**WHAT IS EXPECTED:** Give the data again word for word; drop the pictures.
---- DATA FOR ANALYSIS
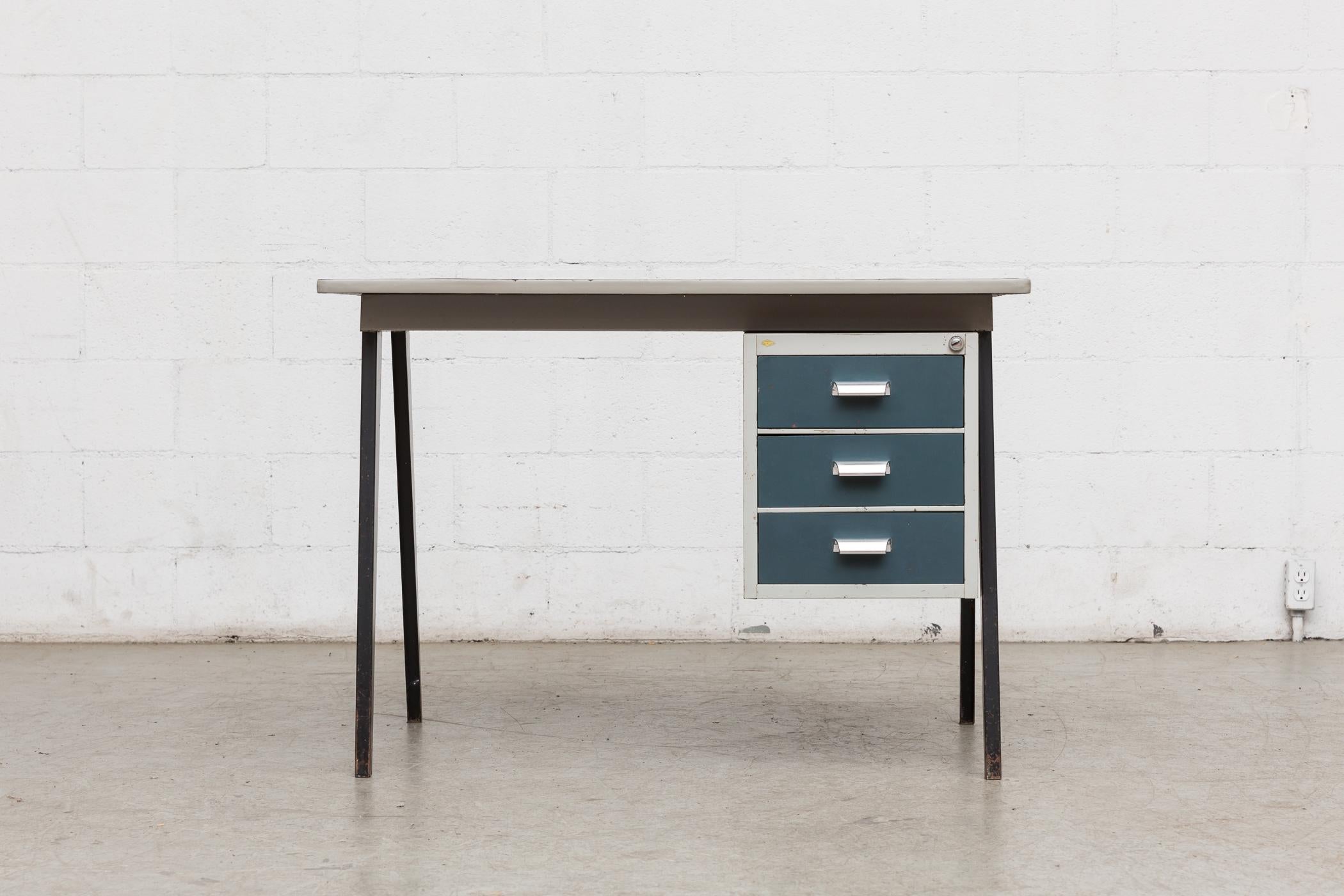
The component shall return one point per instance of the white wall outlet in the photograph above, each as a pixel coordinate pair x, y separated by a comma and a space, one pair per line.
1300, 585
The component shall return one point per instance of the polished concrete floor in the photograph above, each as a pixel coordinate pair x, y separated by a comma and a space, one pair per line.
673, 769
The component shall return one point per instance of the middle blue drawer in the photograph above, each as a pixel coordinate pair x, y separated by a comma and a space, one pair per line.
924, 469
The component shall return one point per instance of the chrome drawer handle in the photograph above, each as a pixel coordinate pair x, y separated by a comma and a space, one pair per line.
861, 546
861, 390
861, 468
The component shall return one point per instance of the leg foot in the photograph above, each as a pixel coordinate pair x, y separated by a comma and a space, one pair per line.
406, 520
365, 614
988, 566
966, 714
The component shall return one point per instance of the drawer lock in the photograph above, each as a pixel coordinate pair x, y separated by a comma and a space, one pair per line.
861, 546
861, 468
861, 390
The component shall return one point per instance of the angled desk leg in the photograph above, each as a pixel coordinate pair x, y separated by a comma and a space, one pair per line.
406, 519
968, 662
988, 564
370, 382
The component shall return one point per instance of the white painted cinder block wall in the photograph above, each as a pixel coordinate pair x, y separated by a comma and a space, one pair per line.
178, 408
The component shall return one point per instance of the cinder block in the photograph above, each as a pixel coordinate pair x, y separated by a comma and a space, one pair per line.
1194, 404
1324, 36
1131, 118
1325, 215
1210, 34
254, 35
233, 408
1324, 387
88, 595
838, 35
530, 500
1320, 312
643, 594
831, 216
1207, 404
178, 312
486, 406
1165, 215
1128, 312
269, 215
261, 593
691, 503
1198, 594
86, 216
641, 215
1318, 515
472, 594
310, 325
1254, 500
1016, 214
459, 215
928, 120
1060, 594
655, 406
1114, 500
360, 123
452, 36
170, 501
46, 316
655, 35
132, 36
553, 121
45, 115
734, 120
314, 499
175, 123
88, 406
1285, 118
45, 501
1027, 35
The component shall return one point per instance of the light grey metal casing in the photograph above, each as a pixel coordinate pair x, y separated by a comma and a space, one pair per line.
758, 344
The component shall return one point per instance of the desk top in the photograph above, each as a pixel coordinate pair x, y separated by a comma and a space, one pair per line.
678, 287
746, 305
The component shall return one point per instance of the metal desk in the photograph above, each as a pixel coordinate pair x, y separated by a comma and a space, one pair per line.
943, 551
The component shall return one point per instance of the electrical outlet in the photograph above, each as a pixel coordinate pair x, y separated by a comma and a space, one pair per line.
1300, 585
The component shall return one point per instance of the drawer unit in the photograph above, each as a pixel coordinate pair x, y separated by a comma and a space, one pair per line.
861, 548
847, 391
862, 477
861, 470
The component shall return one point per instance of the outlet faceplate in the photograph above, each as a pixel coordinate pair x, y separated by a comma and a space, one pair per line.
1300, 585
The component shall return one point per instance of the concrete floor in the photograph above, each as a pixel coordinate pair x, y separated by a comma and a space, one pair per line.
671, 769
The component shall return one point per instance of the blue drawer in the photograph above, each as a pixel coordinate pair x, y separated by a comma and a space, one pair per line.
801, 470
795, 391
799, 548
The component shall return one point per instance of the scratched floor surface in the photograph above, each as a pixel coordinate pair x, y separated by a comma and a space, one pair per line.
671, 769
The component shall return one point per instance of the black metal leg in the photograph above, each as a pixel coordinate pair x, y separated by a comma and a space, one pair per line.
968, 662
370, 383
988, 564
406, 519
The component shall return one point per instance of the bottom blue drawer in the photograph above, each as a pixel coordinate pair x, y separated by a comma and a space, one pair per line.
800, 548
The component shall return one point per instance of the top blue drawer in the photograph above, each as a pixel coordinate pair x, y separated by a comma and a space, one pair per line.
795, 391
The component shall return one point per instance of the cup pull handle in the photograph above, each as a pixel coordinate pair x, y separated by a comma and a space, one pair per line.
861, 468
861, 546
861, 390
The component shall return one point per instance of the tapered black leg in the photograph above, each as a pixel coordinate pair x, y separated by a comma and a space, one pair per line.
968, 662
370, 383
988, 564
406, 519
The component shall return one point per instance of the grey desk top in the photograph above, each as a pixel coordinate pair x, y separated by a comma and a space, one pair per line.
678, 287
746, 305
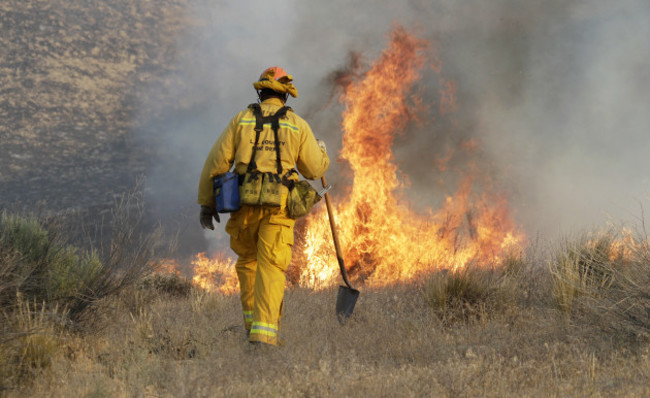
--------
**ANSWER AREA:**
The component shall return one point per instance of the white wall outlet in the photograph above, each as a pixel coordinate pair x, y separated by a comma and a space, one pair per line.
1300, 585
The component shall return one point per instance of the polished concrete floor in the photograph above, each as a pixel coordinate pair x, y separated by a comma and a space, one pair per line.
673, 769
The component shall return one point per instance of the middle blue drawer in the photograph above, each as a pixel coordinate pair x, y separated by a comma and a space, one pair per line.
924, 469
The component shall return one point per instance of the chrome drawer handle in the photograph above, each as a pixel coordinate pair x, y separated by a comma and a space, one pair per line.
861, 546
861, 390
861, 468
The component shall return one point per instance of the leg foot in the photograph above, each as a pixel coordinate pair x, y separated by a comma and a space, one pair per line.
406, 520
365, 614
988, 566
966, 714
The component shall return one point per instance of the drawer lock in the photograph above, each as a pixel coordinate pair x, y separated by a comma and a space, one pair per line.
861, 546
861, 468
861, 390
The component shall return one point per instance of the angled desk leg in the photograph above, each as a pixel coordinate pair x, y separated by a comma and a space, one pair per line.
406, 519
968, 662
988, 564
370, 382
The component shall return one point per instance of the white painted cinder block wall in the photograph above, each as a pixel coordinate pair x, y separated by a comma and a space, one pair per line.
178, 408
The component shall return one point per instance of the cinder block in the photograph above, each as a pixel coordinate pair x, y separated by a comma and a space, one pair per line.
1194, 404
1324, 36
1131, 118
1325, 215
1210, 34
254, 35
233, 408
1324, 387
88, 595
838, 35
530, 500
1320, 312
643, 594
831, 216
1207, 404
178, 312
486, 406
1165, 215
1128, 312
269, 215
261, 593
691, 503
1198, 594
86, 216
641, 215
1318, 515
472, 594
310, 325
1254, 500
1016, 214
459, 215
928, 120
1060, 594
655, 406
1114, 500
360, 123
452, 36
170, 501
46, 316
655, 35
132, 36
553, 121
45, 115
734, 120
314, 499
175, 123
88, 406
1285, 118
45, 501
1027, 35
The component shall return one point per instance of the light grey metal casing in the photograph above, each as a pixel coordinate pair x, y separated by a comma and a space, one pair per line.
758, 344
The component shall return one point per instance of the desk top in the photograph above, each as a pixel coordinate pair x, y separated by a comma and a space, one pair per line.
678, 287
746, 305
The component shall return one point per instance of the metal desk in the photograph above, each as a pixel coordinate pair x, y separated by a comma and a space, one pair per line.
943, 551
The component shall return one point per instance of the electrical outlet in the photograph above, each as a pixel coordinate pair x, y separated by a comma and a space, one pair per line.
1300, 585
The component shall return one point per instance of the drawer unit in the photograph above, each as a pixel coordinate pair x, y separated by a comma and a space, one pair per line.
861, 548
847, 391
862, 477
861, 470
The component shall return one point per instance of the outlet faceplate in the photograph above, each as a pixel coordinate pair x, y separated by a comma and a space, one pair per line.
1300, 585
The component shall return one point per instance of the concrete floor in the photograph above, each as a pixel coordinate pair x, y separated by a comma and a space, one pair per line.
671, 769
The component shall return one point per instance of the blue drawer in the photograph above, each as a pixel coordinate pair x, y separated by a comma and a space, one pair per line.
801, 470
795, 391
799, 548
The component shall return one point per instance of the scratched floor surface in the photograph above, each as a pixel coordinate pair x, y separated by a comma and a space, one pair per line.
671, 769
The component shall return one point per instance of the black metal leg in the photograph above, each as a pixel coordinate pair x, y separated by a comma and a space, one pair per line.
968, 662
370, 383
988, 564
406, 519
The component shall return one point per instance of the bottom blue drawer in the photograph above, each as a pixel coordinate pair x, y separated by a comma and a space, one pair per line.
800, 548
The component shall return one point per instance of the top blue drawer in the photograph above, each as a pixel coordinate pair x, y separated by a comma and a space, one pair per line.
795, 391
The component shall return one point per instance of the cup pull handle in the photograph above, each as a pixel coordinate pair x, y separated by a comma and a space, one pair per line.
861, 468
861, 546
861, 390
The component shall return one point per instance of the tapered black leg in the photograph above, each as a pixel coordinate pair x, y separated by a comma and a space, one pair per line.
968, 662
370, 383
988, 564
406, 519
The component shall return one point per instance of the grey desk top in the photograph above, each as a pixel coordinate pair x, y separated by a comma and a space, one pair per line.
678, 287
746, 305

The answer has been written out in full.